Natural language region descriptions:

■ ■ ■ ■

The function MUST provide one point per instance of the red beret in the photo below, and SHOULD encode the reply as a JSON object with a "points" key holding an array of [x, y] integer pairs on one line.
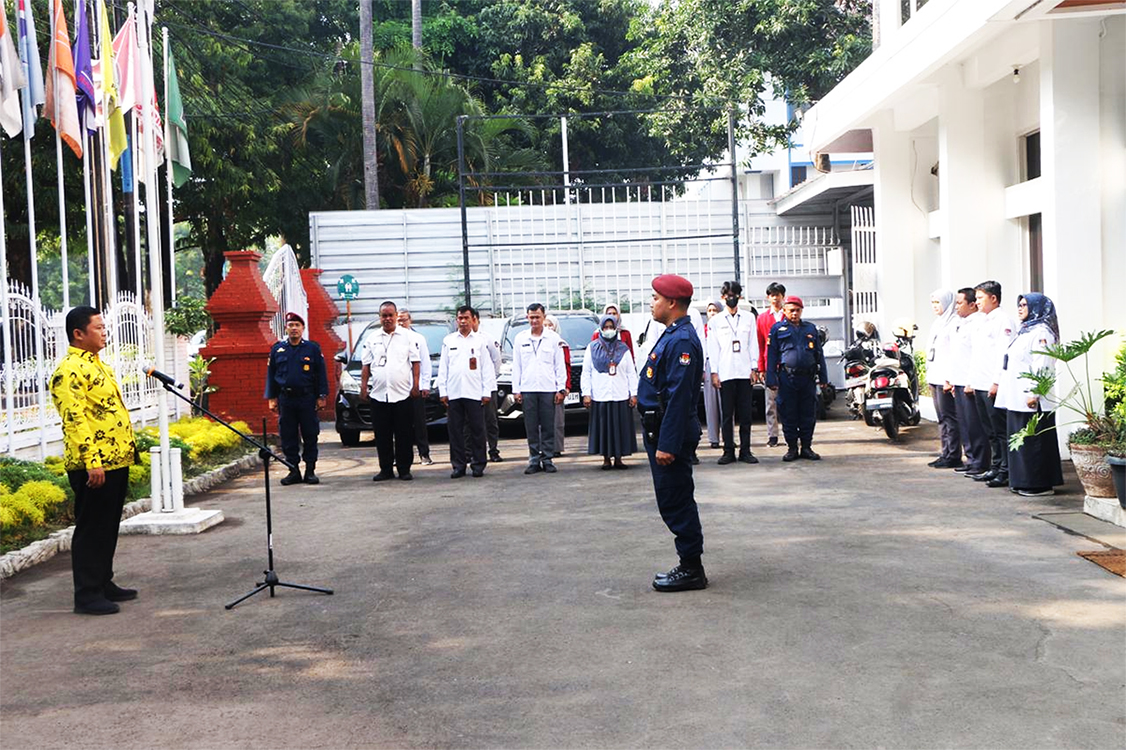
{"points": [[672, 286]]}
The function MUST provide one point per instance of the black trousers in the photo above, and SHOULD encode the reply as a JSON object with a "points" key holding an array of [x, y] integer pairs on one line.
{"points": [[97, 517], [421, 438], [974, 438], [676, 500], [298, 414], [394, 434], [466, 421], [735, 401]]}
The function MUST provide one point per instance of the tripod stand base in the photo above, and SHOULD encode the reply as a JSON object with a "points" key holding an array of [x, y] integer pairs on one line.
{"points": [[271, 582]]}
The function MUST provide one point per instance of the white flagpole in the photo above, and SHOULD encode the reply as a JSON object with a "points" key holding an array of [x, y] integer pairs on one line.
{"points": [[155, 273]]}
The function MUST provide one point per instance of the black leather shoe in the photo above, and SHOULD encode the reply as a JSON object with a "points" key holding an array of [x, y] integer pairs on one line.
{"points": [[1000, 480], [115, 592], [681, 579], [98, 607]]}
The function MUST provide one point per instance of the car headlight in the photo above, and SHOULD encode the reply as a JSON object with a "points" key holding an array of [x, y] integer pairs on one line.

■ ■ ■ ■

▸ About this exercise
The entries above need to be transcribed word for word, and the pictures stay out.

▸ Solution for this exercise
The function MUST provide one point per instance of the red beret in the photo below, and SHOULD encode the reply as a JSON object with a "points" key holding an array of [x, y] integer pairs on one line.
{"points": [[672, 286]]}
The function MUST provide one point per instance of the black trousers in the photo above, and SHOULD encode the reply as a JSON object with a "points" key holding an array of [x, y] integer pairs on one line.
{"points": [[97, 517], [421, 438], [974, 438], [676, 500], [298, 414], [394, 434], [466, 421], [735, 401]]}
The function MUST provide one point per instance of the tripod stand base in the photo above, and SHOULD encode the reply as a JSON object with a "points" key holding an array of [x, y] integer pairs on one line.
{"points": [[271, 582]]}
The function MUST provide one point per instance of the white flagpole in the photo above, and SHOULD encode the reply as a JSON object with a "points" key holding an array of [x, y] integer pairs on one line.
{"points": [[155, 273]]}
The function MUST provide one point per instance of the black leather shoe in the photo above, and SHOULD encode the reply as a JSON object with a "points" key holding an array of [x, y] integer pairs on one line.
{"points": [[1000, 480], [115, 592], [681, 579], [98, 607]]}
The function MUST provide one point per instance of the car headlight in the photo above, and SHOULD encode the reply as a JSON object with a "points" key holding an array of [x, y] integer pairs on one line.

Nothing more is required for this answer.